[Begin TEXT SHOWN]

# NYC Century



## bent_remy (Jul 24, 2011)

The New York Century is coming up on Sunday September 9. Has any one ridden/planning to ride any of the routes (35 55 75 or the 100)? 

The registration is $60 until August 19 and $75 on the day of. 

I'm undecided as to my participation this year due to myriad of mitigating circumstances but would like to know what everyone else is doing.


----------



## davos (Aug 14, 2006)

*Rode this last year....*

Like all rides there are +/-'s so here's my take on it.

The +'s

Very sceneic ride in that you see just about everything NYC has to offer- neighborhoods, bridges, parks, even the beach.

Very reasonable fee to ride NYC streets although they are open to traffic!
Rest stops were well stocked.

Nice after party/finish - not the best I've seen but they did a nice job of it.

Supports a good cause.

Neutral- slow pace only reason i say this because it depends on what the rider wants to do/ fitness ability etc. Some see this as a easy century for the others it's no challenge at all.

The -'s
You ride on open roads so that means you will hit quite a few red lights in sections so, the pace will be slow negative for me and it was frustrating to stop every 100 yards in certain sections of the ride.

Markings are on the pavement *only* and if you do the cetury you really have to pay attention to them as there may be points where you don't see other riders to follow. the markings can get lost in all the stuff that's painted on NYC streets- it can be done just have to be aware of this.

Since TA uses parks and bike lanes at all possible time the bridges you will cross buch up real bad to the point where you will have to dismount and walk. There are some that involve steps so even if you get out early it can't be avoided.

Long ride to the city park etc.- but this is just due to my location in the city!

It was a one and done for me but I'm glad i did it as i saw things I never would have and rode streets trails that i never would have as well.


----------



## RkFast (Dec 11, 2004)

Its a fun ride. Did it many times. But Ill say this. After it, your forearms will hurt for a week becuase they will be so sore from being on the brakes the ENTIRE ride. Its NYC and there are lights to contend with every 100 yards, at best. So do the math. Youre stopping and starting almost constantly. But that aside, its a nice ride through NYC.


----------



## Christine (Jul 23, 2005)

Did this on 9/9/01 on my old rigid mtb. Stopped on the Brooklyn Bridge early in the morning to take a photo of the skyline, then put my disposable camera down- the skyline never changes, I thought, so why waste film? 

Got a flat at about mile 98. Loved that the ride also went through some parks and on greenways. Pretty well-stocked, especially with free Krispy Kremes at the time. Free Ben & Jerry's at the end, and ice cream never tasted so good.

Took me nearly all day to do the ride, but it was my first (and so far, only) century.


----------



## lul77 (Jul 25, 2012)

i'll be doing it this year with a few friends


----------



## Dumbod (Dec 31, 2004)

I've marshaled this ride five or six times so I'm biased but I really like this ride. (BTW, all of my comments are about the 100 mile route which is the only one that I've ever done.)

The cool thing about this ride is that it will take you to parts of NYC that you won't believe are NYC, particularly if you've never been to the Outer Boroughs. It's also nice that they stagger the starts so the 100-mile riders don't get hung up with the 15 mile riders (see Tour, 5-Boro Bike)

[End TEXT SHOWN]
[Begin GIVEN ENTRIES]

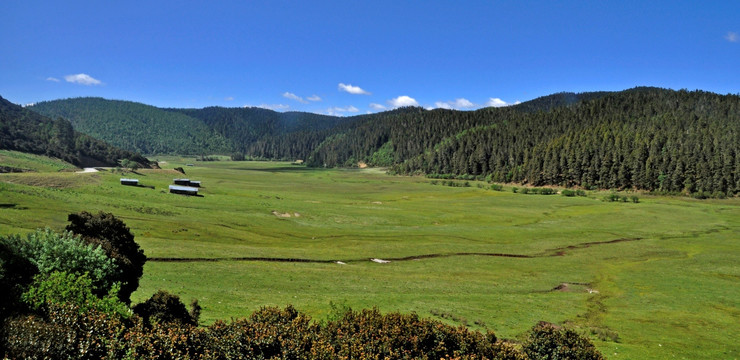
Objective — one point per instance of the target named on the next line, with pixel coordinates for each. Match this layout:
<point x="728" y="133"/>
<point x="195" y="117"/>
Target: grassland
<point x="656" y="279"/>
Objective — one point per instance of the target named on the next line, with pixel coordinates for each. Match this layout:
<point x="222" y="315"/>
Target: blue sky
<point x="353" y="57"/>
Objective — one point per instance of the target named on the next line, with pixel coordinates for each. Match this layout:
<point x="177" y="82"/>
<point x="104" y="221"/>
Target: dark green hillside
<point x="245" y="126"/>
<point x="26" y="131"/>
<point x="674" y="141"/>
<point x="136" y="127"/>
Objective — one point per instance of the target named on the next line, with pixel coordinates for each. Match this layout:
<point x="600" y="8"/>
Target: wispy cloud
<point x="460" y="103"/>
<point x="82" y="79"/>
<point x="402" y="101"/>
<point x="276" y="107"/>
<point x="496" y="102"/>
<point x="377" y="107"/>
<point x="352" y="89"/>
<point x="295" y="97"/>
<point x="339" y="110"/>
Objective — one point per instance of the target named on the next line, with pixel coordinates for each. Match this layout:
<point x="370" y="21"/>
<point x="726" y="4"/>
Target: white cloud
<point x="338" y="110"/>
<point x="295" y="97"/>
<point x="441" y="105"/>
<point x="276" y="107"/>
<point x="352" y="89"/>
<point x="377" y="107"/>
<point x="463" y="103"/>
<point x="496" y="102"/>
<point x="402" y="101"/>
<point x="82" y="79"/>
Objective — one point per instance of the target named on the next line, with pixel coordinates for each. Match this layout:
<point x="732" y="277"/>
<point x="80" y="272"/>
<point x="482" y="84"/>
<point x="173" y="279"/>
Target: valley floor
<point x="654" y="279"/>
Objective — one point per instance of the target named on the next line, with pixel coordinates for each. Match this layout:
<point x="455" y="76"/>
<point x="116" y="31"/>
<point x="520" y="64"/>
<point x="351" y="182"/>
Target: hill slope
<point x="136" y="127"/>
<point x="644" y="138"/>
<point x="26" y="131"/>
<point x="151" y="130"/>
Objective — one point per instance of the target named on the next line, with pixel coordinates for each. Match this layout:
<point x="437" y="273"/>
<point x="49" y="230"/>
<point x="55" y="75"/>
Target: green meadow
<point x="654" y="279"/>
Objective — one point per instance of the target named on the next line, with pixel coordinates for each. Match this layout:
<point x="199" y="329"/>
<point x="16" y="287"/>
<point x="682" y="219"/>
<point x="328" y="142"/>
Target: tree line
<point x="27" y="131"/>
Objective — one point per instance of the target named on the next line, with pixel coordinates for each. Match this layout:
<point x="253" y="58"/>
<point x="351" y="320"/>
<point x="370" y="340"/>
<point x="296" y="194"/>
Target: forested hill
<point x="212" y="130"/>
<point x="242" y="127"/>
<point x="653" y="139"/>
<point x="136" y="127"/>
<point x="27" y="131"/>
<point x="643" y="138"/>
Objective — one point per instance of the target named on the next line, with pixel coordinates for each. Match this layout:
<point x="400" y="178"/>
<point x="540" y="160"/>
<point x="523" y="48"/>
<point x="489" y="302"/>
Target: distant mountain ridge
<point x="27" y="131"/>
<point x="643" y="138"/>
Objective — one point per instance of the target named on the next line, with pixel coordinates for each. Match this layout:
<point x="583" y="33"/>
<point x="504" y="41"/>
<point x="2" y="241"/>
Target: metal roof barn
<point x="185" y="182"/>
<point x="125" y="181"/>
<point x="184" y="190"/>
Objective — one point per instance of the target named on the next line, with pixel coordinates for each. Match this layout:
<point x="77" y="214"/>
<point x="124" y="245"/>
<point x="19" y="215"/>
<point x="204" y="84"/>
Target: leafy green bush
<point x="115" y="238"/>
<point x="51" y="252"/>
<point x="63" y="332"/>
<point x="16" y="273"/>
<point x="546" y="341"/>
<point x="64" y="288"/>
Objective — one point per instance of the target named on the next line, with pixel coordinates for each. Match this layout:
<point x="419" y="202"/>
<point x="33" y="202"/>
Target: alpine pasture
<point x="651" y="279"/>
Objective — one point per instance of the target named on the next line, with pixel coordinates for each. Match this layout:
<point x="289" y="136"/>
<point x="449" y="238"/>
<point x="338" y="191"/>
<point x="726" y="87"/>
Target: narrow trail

[End GIVEN ENTRIES]

EXERCISE GOAL
Can you carry the NYC Century forum thread forward from the point where its last post stops? You won't need the data above.

IN RESPONSE
It's a good first century because, depending on how they route the ride, it's basically flat (last year, one quasi-meaningful hill in Brooklyn and one in the Bronx.) and, if it's too much for you, it has the most comprehensive sweep option of any ride ever - the NYC subway.

It also has the best-looking marshals. 

In my experience, there's only one spot where you're going to walk your bike - the Tri-Boro bridge (aka the RFK bridge but only to out of towners). I hate that bridge but the organizers don't really have much choice. Other than that, I've never had to walk in ten years of doing the ride.


----------



## Christine (Jul 23, 2005)

The only thing I hate about the Triboro is that it's been renamed after a Kennedy. 

Why do you hate the Triboro bridge? It's all we got until the retrofit the Throgs Neck and the Whitestone. The Queensboro is good but the Triboro has better views.


----------



## Steve B. (Jun 26, 2004)

Dumbod said:


> I've marshaled this ride five or six times so I'm biased but I really like this ride. (BTW, all of my comments are about the 100 mile route which is the only one that I've ever done.)
> 
> The cool thing about this ride is that it will take you to parts of NYC that you won't believe are NYC, particularly if you've never been to the Outer Boroughs. It's also nice that they stagger the starts so the 100-mile riders don't get hung up with the 15 mile riders (see Tour, 5-Boro Bike)
> 
> ...


Dunbod touches on the positives and as BTW a thanks for dedicating you to time as a Marshall.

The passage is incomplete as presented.